==== INFORMATION SUPPLIED ====
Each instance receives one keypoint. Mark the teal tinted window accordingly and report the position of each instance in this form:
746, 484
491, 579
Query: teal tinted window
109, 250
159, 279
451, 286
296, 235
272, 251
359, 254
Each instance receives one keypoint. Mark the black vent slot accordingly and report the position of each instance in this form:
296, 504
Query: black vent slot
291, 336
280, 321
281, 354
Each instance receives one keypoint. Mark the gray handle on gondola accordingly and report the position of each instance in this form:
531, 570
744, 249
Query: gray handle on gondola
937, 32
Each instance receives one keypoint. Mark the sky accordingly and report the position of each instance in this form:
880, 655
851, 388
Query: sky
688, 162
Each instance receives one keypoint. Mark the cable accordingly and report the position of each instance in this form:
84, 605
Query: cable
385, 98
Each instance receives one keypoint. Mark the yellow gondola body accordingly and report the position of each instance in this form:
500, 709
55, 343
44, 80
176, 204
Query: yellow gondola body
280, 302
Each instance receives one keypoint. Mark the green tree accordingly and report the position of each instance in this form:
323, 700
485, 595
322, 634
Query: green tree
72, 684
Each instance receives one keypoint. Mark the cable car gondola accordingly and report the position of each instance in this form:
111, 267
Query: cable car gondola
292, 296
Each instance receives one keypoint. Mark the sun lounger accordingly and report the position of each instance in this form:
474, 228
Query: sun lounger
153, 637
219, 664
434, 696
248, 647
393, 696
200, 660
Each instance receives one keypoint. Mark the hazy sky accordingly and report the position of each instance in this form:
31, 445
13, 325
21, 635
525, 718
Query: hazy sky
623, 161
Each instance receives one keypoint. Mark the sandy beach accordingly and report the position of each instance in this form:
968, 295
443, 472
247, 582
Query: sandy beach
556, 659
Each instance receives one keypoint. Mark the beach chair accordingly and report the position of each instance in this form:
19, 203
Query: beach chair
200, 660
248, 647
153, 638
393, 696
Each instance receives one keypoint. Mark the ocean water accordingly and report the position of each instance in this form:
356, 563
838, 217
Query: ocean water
====
**EXERCISE AIM:** From the line with "Each instance receives one keypoint. Mark the sky" to the last line of the material, give every line again exactly, and only those lines.

**OUTPUT FOR THIS TASK:**
Each instance receives one keypoint. Mark the sky accordingly and report the position of each instance in this form:
880, 655
851, 388
Query: sky
688, 162
Each instance receives one keypoint. Mark the cable accordingly and report the position of each instance in this form:
84, 605
Query: cable
385, 98
Each instance receives one keypoint. Mark the yellow gondola body accordingly and report the position of each instance in this form:
500, 709
55, 343
44, 80
176, 204
Query: yellow gondola body
280, 302
Each instance receives one keypoint. Mark the green tree accordingly and report the position of each instance in this form:
323, 700
485, 595
322, 634
Query: green tree
72, 684
Each instance receives one keypoint. Mark the cable car gondola accordingly and report the position of each instance in this form:
111, 267
Query: cable car gondola
292, 296
Each instance receives one keypoint. Mark the sun lounger accordingly and report the position of each instance in this form:
474, 228
Query: sun lounger
153, 637
219, 664
434, 696
248, 647
393, 696
200, 660
Each instance receives one keypoint. Mark the hazy sky accordingly and report the position of each instance in this form:
31, 445
13, 325
21, 635
525, 718
Query: hazy sky
623, 161
Each instance receives one keypoint. Mark the sandy beach accordingly and report the position of each instance in this form:
968, 295
443, 472
247, 582
Query: sandy beach
556, 659
Each instance receives one keypoint. Mark the beach chair accordingly and report the position of each instance in this form:
19, 203
Query: beach chair
200, 660
248, 647
153, 638
393, 696
Each instance receives one keypoint. Mark the ocean water accordingly and report the position of each instance in this form:
356, 563
838, 217
Query: ocean water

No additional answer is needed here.